### Records for the exercise

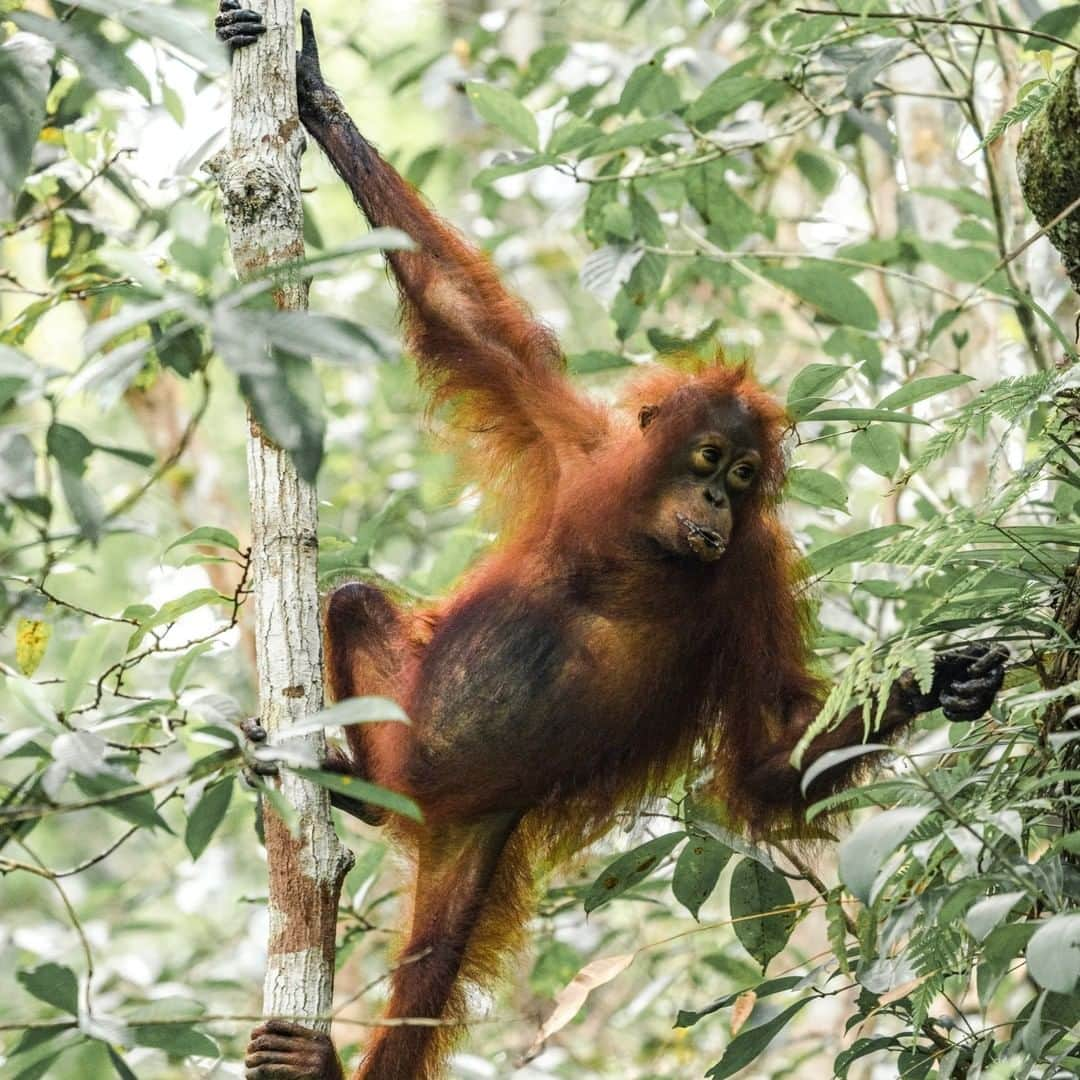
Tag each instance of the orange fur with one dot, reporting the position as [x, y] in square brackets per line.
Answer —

######
### Records for the exercise

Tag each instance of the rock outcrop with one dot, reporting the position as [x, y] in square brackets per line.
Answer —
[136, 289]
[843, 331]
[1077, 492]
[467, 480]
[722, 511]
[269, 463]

######

▶ Challenge:
From the listing above, pull out every line that contains the string "brackets" and copy each one in full. Case counts.

▶ Response:
Tag each instance of the orange fur with one dot, reporting the position as [x, y] in square brackets per line.
Tag each instance of the rock outcrop with one dot, reporting the position as [x, y] in square brackets per line.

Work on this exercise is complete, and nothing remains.